## Task instructions
Exact repetition of the data is the whole task.

*** Opening Source data ***

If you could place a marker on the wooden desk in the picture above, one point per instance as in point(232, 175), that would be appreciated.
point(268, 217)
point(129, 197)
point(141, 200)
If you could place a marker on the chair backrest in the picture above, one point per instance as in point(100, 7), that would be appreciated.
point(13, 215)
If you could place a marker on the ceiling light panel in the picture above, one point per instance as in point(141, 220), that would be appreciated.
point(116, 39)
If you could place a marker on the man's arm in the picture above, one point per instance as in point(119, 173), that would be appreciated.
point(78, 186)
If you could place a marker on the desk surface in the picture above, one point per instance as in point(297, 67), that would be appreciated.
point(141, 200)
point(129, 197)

*** Closing Source data ***

## Your solution
If you could place a marker on the wooden desk in the picture above, one point per instance as in point(232, 175), that would be appreciated.
point(268, 217)
point(129, 197)
point(141, 200)
If you could place a marker on the chair backrest in the picture above, one point per instance as in point(100, 7), that would be appreciated.
point(13, 215)
If you could place a marker on the ceiling light panel in the picture above, one point per instance as in point(141, 220), that would be appreciated.
point(116, 39)
If you could place a marker on the man's arm in the picture above, one point per instance as in point(119, 173), that would be appreciated.
point(78, 186)
If you could place a marker on the desk surface in the picture above, one point per instance as in point(297, 67), that would be appreciated.
point(141, 200)
point(129, 197)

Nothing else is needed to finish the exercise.